**GIVEN TEXT:**
Imagine that you are driving your dream car along a beautiful highway and entering a curve. One of the suspension sensors stops responding. What is going to happen? How did the software developers of safety critical systems influence this?
Most of the time, embedded systems work without major disruptions. The ideal situation would be that the entire device or part of the system we are responsible for never experiences any perturbation. Unfortunately, the real world is quite different. Errors can occur in any system and in reality such situations are inevitable.
In safety-critical projects this issue requires much more attention than it seems. The devices for which those projects are implemented, apart from the obvious means of transport (cars, airplanes), are also energy, medicine and many other areas where reliability and safety are highly important.
In safety-critical embedded systems the most common problems that can be encountered are communication errors. Regardless of whether it is about typical network connections (Ethernet) or communication between external systems (sensors). When such error occurs, in addition to its detection, the natural consequence is to handle the error. Of course, it can be assumed in advance that the system will go into “safe mode” in this case, but it is often not the best choice.
Let’s take the example of a sports car. We can consider one of the sensors installed in such a car. From the point of view of the algorithm, it does not matter which sensor is selected for analysis: one related to active suspension control, engine operation, turbo compressor or brake system control.
In the first case, you would have to define what “safe mode” means. If we do not receive the signal within the specified time, what kind of reaction should be performed? Should the mixture flow to the engine be completely shut off? If so, will it happen in a critical moment, e.g. when overtaking? If the suspension position sensor does not return the response on time, can the suspension mode be changed without surprising the driver with a change in the driving characteristics of the car? Such questions keep multiplying and the system architects and developers should try to envision different scenarios.
At the very beginning, however, the developer has to answer a fundamental question. Is it possible to react to the error without disturbing the operation of the system to a significant degree? When can you say with certainty that the situation is critical, and you should definitely enter “Safe Mode”?
Consider the communication error mentioned above. If for some reason information from a subsystem is missing, what can be done? The ideal situation would be to know if we are dealing with a temporary failure or a permanent one. Unfortunately, no one can predict the future, so the algorithm should be designed to handle both cases. In the event of a permanent failure (damaged cable, failure of the subsystem itself), there is nothing to do but go into “emergency mode” in the previously planned manner. Another procedure may be developed during a temporary accident.

**THE PROBLEM:** Carry on the text on handling communication errors in safety-critical embedded systems, starting after its last sentence. The entries that come next are separate material, unrelated to the text on handling communication errors in safety-critical embedded systems.

**EXTRACTED DATA:**
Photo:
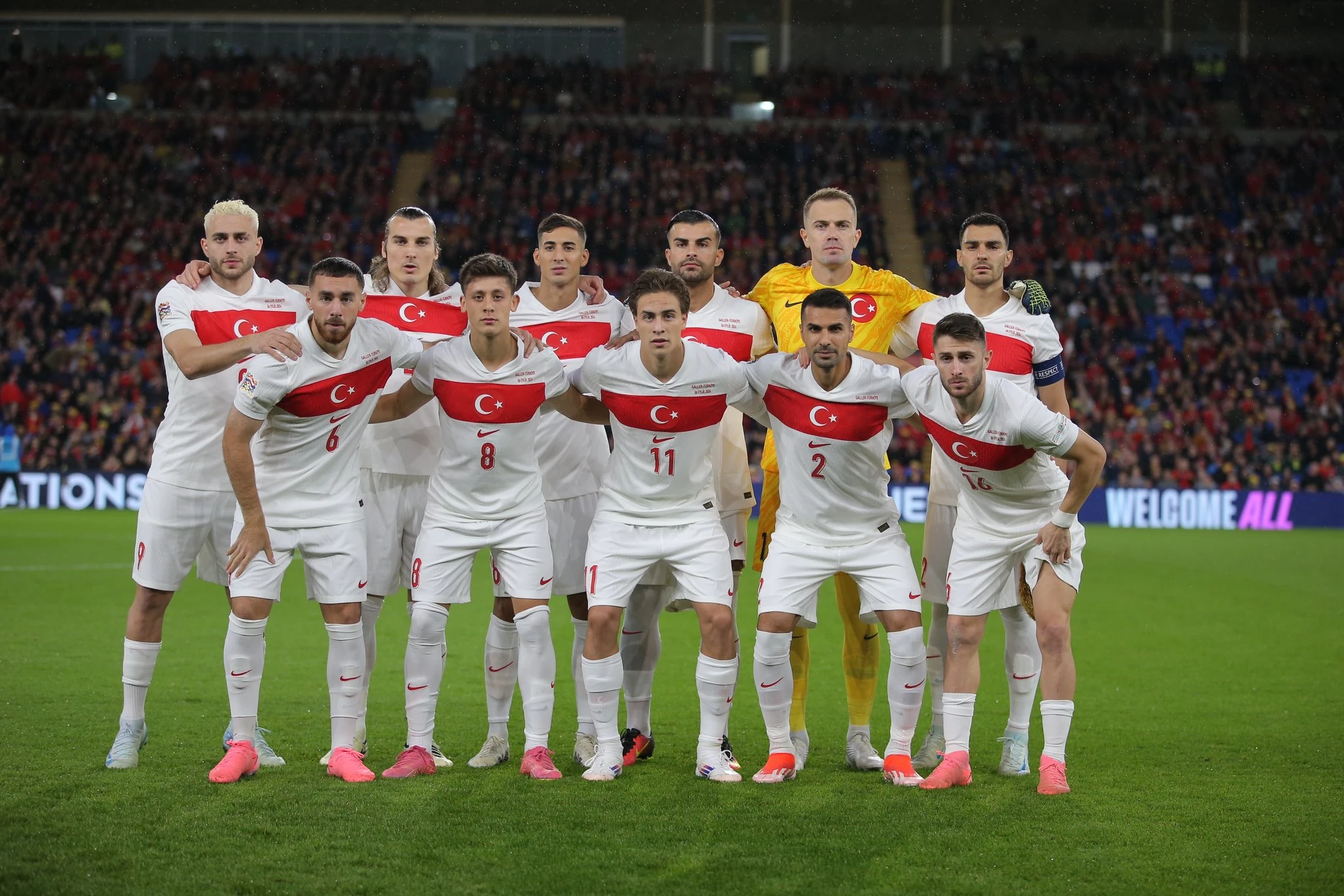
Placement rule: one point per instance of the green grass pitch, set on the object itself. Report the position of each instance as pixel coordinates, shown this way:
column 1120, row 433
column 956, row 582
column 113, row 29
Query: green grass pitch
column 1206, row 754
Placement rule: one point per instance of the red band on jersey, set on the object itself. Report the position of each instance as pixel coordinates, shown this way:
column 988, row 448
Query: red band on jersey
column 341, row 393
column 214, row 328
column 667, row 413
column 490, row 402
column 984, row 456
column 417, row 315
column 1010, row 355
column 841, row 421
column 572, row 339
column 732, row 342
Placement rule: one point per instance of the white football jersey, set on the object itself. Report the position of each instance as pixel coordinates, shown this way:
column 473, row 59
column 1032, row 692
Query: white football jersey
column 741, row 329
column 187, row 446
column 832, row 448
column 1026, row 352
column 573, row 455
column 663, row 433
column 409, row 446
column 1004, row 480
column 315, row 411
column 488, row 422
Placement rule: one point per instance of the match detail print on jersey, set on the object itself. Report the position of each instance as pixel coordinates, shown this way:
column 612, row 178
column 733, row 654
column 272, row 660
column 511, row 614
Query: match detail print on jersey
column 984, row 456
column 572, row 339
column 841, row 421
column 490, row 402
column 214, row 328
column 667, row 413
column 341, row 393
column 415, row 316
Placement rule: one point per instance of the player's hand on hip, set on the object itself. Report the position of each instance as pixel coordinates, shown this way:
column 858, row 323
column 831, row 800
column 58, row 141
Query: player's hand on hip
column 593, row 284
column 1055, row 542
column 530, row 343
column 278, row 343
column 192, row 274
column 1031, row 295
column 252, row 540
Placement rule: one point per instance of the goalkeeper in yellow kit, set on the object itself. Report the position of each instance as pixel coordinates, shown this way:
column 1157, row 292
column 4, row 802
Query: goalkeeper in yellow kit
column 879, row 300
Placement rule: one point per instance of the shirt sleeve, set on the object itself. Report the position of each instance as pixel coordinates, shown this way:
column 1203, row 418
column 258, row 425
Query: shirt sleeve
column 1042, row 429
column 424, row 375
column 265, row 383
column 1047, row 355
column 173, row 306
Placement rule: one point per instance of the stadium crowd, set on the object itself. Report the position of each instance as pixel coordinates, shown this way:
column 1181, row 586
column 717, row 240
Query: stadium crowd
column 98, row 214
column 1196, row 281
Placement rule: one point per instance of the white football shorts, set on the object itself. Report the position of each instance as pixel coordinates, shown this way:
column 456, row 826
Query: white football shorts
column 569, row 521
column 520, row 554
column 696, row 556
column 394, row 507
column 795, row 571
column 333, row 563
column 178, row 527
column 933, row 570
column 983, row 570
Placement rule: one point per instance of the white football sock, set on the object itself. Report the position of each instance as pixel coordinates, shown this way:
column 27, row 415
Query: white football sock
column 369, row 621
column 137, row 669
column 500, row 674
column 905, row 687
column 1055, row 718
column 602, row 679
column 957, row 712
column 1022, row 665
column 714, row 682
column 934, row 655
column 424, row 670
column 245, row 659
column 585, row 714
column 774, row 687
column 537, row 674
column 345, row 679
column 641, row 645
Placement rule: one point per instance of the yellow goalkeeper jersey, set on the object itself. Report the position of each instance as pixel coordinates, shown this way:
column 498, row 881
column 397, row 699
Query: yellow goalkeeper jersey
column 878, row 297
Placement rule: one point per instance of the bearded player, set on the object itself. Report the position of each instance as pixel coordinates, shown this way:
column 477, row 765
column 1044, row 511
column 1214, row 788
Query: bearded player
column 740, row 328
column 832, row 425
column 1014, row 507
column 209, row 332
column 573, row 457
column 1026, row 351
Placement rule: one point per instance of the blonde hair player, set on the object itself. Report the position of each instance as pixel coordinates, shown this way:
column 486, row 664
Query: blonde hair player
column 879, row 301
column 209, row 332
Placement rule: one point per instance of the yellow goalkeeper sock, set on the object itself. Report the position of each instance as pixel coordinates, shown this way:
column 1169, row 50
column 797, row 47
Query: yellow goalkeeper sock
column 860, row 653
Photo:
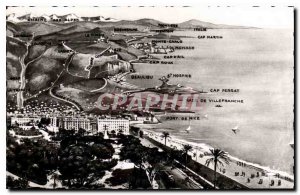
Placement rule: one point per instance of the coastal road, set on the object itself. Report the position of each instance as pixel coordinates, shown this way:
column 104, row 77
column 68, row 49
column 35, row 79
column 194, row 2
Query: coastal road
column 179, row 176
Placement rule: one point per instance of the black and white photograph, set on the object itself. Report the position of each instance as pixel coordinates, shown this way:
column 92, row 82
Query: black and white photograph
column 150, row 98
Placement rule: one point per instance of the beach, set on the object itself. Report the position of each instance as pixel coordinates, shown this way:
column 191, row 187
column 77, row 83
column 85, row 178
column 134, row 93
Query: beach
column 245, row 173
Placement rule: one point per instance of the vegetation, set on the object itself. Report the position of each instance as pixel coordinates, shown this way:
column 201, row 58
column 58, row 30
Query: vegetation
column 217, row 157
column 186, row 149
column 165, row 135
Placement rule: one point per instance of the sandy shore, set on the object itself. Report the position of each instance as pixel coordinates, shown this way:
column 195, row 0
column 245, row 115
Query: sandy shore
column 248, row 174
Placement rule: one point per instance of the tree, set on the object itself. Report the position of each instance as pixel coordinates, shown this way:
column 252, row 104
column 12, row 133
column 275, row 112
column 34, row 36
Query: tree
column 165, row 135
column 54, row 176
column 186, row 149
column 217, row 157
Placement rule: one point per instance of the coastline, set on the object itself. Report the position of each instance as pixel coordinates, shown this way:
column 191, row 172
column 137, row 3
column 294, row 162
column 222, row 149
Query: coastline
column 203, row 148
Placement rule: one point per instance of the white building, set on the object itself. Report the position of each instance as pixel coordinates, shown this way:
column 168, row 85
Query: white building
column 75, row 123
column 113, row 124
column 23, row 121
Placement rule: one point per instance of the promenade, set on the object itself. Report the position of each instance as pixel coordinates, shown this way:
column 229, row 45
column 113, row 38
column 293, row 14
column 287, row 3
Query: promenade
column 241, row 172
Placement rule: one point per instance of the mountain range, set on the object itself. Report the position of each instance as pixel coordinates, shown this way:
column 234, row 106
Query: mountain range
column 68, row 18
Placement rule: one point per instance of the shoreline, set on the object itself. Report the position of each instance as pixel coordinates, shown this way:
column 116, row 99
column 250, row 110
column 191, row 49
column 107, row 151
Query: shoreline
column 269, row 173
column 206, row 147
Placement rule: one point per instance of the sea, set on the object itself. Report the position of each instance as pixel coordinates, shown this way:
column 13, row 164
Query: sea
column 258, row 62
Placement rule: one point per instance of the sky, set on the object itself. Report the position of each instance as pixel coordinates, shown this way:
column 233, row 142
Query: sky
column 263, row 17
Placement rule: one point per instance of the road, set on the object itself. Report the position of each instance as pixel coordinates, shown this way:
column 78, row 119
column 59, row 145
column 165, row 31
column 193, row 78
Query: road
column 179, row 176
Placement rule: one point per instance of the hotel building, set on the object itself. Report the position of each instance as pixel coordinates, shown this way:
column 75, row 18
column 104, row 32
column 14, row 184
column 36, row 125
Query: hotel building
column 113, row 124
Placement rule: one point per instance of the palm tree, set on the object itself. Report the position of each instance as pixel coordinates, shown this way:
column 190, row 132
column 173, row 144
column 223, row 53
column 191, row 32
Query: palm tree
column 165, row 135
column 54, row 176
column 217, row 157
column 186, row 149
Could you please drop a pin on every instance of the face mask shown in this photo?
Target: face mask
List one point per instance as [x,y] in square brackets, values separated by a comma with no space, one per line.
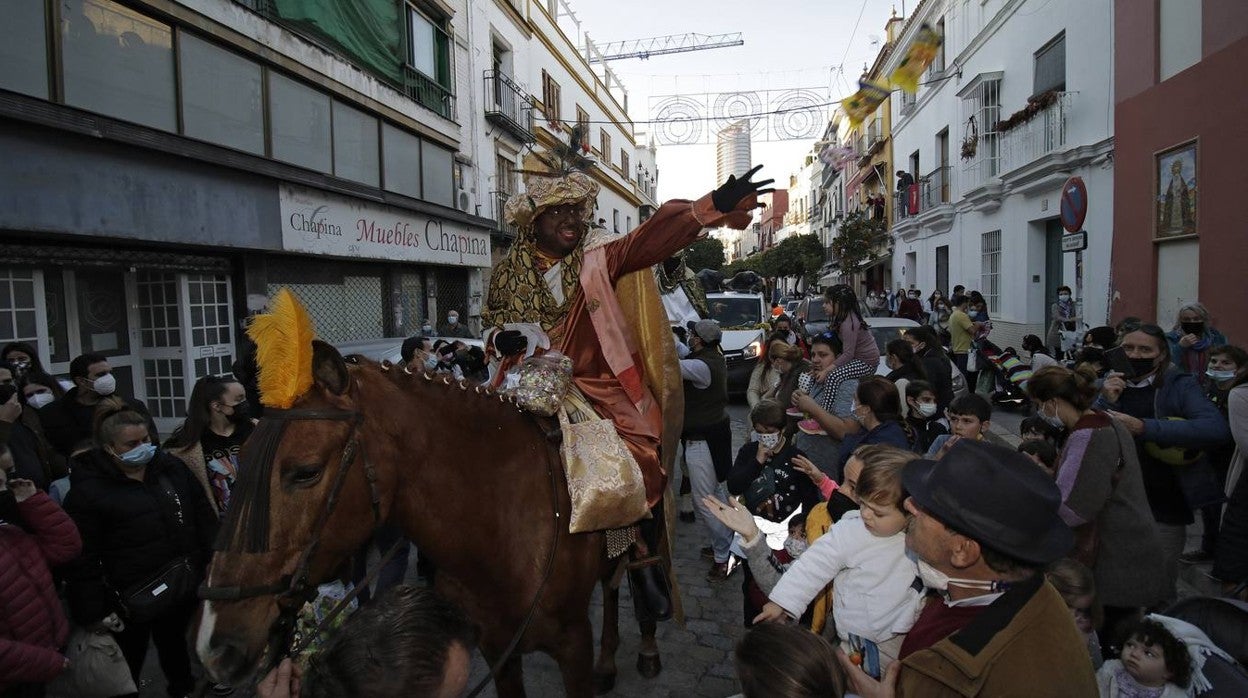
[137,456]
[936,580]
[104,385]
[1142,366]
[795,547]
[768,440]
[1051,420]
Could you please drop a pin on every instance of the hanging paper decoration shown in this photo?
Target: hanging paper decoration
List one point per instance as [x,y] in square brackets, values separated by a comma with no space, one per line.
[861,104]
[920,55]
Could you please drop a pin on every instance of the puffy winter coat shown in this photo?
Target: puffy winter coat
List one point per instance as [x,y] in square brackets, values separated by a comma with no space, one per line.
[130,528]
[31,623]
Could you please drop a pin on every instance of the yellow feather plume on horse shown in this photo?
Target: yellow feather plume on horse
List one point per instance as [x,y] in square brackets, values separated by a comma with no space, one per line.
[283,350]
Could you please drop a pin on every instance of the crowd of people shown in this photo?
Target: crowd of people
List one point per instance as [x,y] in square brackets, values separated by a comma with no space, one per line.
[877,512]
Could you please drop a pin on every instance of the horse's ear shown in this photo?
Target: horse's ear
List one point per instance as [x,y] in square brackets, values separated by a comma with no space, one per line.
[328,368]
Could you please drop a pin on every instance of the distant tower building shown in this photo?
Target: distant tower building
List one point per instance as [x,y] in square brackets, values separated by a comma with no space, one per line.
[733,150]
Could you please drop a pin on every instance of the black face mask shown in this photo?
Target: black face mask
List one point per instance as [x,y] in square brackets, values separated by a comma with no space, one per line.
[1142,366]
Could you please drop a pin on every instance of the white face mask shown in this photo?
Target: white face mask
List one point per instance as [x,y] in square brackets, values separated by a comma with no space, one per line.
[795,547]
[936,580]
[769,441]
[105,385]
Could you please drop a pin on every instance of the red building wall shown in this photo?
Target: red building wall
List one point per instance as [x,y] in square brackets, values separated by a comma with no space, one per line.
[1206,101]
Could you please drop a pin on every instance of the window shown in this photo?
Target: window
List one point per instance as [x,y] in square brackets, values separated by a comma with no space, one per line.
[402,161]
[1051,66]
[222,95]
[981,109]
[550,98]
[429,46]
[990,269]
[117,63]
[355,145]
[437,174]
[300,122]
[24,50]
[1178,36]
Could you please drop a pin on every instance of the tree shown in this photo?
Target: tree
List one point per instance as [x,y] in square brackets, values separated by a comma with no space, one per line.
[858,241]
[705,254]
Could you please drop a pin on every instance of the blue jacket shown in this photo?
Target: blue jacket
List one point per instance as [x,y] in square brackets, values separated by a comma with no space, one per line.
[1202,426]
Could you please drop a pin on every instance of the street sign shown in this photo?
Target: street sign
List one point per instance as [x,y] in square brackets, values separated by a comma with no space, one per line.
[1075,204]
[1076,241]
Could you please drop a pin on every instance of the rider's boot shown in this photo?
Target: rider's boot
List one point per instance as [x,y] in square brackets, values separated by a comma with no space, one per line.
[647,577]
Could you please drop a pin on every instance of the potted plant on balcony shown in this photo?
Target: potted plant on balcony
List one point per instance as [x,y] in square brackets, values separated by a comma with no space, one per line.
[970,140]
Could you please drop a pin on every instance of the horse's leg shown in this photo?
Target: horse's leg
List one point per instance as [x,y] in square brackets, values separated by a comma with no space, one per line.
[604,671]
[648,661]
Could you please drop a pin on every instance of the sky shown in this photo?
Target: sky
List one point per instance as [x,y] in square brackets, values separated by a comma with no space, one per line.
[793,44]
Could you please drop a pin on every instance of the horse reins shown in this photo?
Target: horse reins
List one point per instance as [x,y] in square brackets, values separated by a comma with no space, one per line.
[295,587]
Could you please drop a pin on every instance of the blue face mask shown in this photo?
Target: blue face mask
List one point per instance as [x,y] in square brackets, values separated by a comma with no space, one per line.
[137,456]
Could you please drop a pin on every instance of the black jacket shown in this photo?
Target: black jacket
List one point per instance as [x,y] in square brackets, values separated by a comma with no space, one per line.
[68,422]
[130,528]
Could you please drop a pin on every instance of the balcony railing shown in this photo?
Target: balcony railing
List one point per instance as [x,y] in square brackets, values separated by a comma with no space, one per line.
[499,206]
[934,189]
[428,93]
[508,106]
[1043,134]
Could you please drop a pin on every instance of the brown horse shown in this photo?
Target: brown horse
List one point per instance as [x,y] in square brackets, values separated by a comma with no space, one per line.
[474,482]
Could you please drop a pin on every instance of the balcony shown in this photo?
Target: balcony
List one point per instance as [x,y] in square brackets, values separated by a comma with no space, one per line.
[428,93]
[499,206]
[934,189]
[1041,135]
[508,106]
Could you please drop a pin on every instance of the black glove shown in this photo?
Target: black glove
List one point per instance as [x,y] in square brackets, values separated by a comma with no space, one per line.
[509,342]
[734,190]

**RESPONSE BOX:**
The simplest mechanism is to pass the previous value to the system and wait for the next sample. The number of failures can be counted and after exceeding a certain threshold a fatal error can be reported. But another question arises: What if the correct and incorrect samples are intertwined? Then a simple counting algorithm has to be modified into a time window counting algorithm. If the number of errors does not exceed the set threshold, normal work can be continued.
The above solution seems to cover the problem with one exception. The input signal is a slowly changing signal. This means that the difference of successive values is within the assumed framework. Then sending the previous value should not disturb the operation of the rest of the system in a significant way. What if we have concerns with fast-changing signals? In this case, the response time to the sampling time will be important. If we can afford to work on one sample “backwards” then we can use the polynomial interpolation algorithm. Such a “substitution” of the missing sample by calculating it based on historical data and the latest sample gives very good results. From experience, I do not recommend extrapolation attempts, as you can introduce a big error into the system.
The above considerations apply only to one problem in the field of “safety critical” systems that should be considered when designing such systems. Each such algorithm should be matched to the requirements set for it. The above example concerns only a very narrow issue, but it outlines the challenges that the development team must face during the work.
A good practice before starting to program is to analyse the many cases that a programmer has to deal with. Predict many scenarios, often also those that seem very unlikely. Plan the entire operating strategy, especially handling errors.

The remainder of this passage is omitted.